> DOCUMENT SEGMENT:
Standing on the banks of the Colorado River in Yuma today, it is hard to imagine the river in its original, untamed state. Yet, in the days before dams were constructed up and down its length, the waters of the Colorado shaped the
geography – and history – of the entire Southwest.

In those days, the full volume of water that now sustains life in seven western states and two countries ran by Yuma’s doorstep – and often ran wild. The course of the river was unpredictable from year to year and from season to season, and in the table-flat floodplains where it met the Gila, the riverbed often stretched across 15 miles of silty bottoms laced with unexpected back channels and even pockets of quicksand. Getting across was no easy matter, even when the river was not in flood.

But at the place that would become Yuma, two outcroppings of granite held their place against the river’s might and squeezed it into a narrower channel. Here the waters ran swift, but the banks held firm and the passage was, if still hazardous, at least predictable. So from the time the earliest people came to the area, this was known as the easiest and safest place to cross the river: the Yuma Crossing.

Early Explorers
The first Europeans arrived in the Yuma area in 1540 – some 80 years before the Pilgrims set foot on Plymouth Rock – when Spanish expeditions led by the Hernando de Alarcon and Melchior Diaz sailed up the Colorado from the Sea of Cortez. They noted the natural crossing of the Colorado as a potential site for settlement because of its strategic location.

But these Spanish explorers also found thriving communities already in existence along the banks of the river – ancestors of the present-day Quechan and Cocopah tribes – hunting, fishing and growing crops. The explorers called the Indians the Yumas, from the Spanish word for smoke (humo), because smoke from their cooking fires filled the valley as the Spaniards surveyed the Crossing from “Indian Hill.”

> GIVEN DATA:
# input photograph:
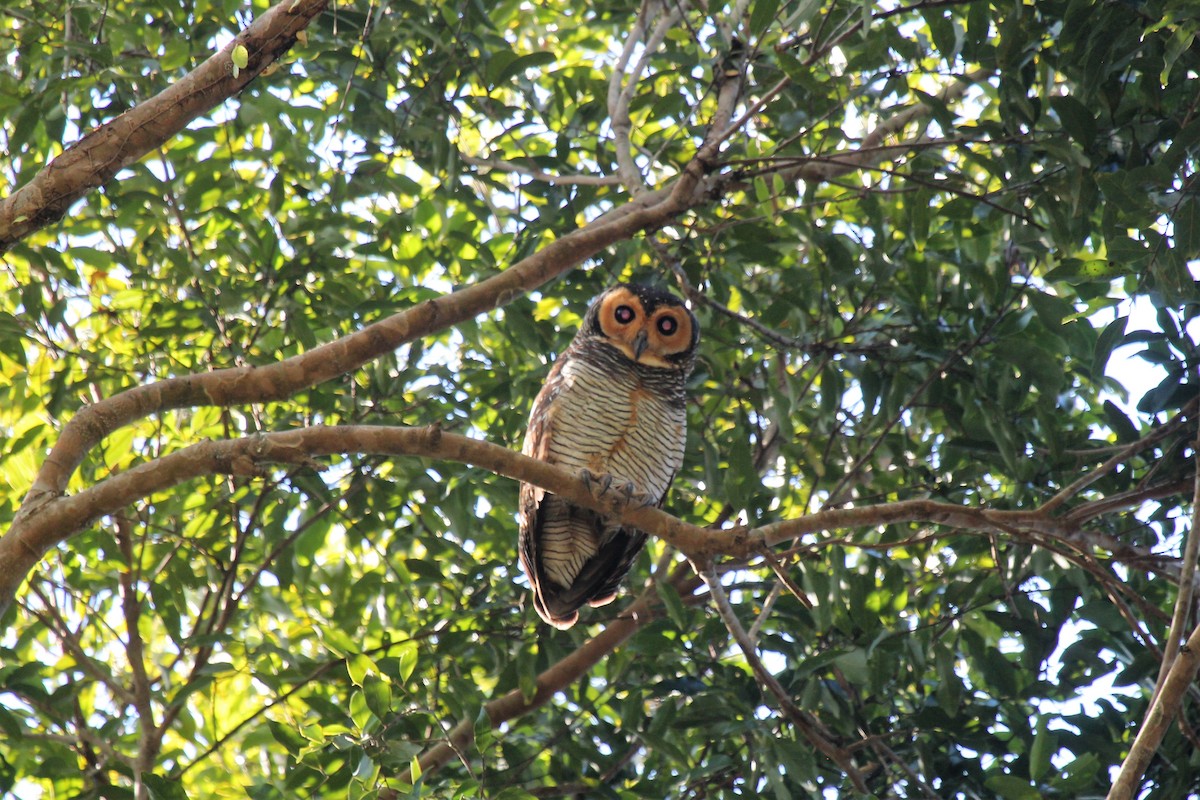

> REQUIRED TASK A: In the Yuma Crossing history text, across how many miles did the riverbed often stretch in the floodplains where the Colorado met the Gila?
> REQUIRED TASK B: In the Yuma Crossing history text, take the stretch from "Standing on the" through "the entire Southwest." and swap "untamed" for "wild".

> TASK RESULT A: 15 miles

> TASK RESULT B:
Standing on the banks of the Colorado River in Yuma today, it is hard to imagine the river in its original, wild state. Yet, in the days before dams were constructed up and down its length, the waters of the Colorado shaped the
geography – and history – of the entire Southwest.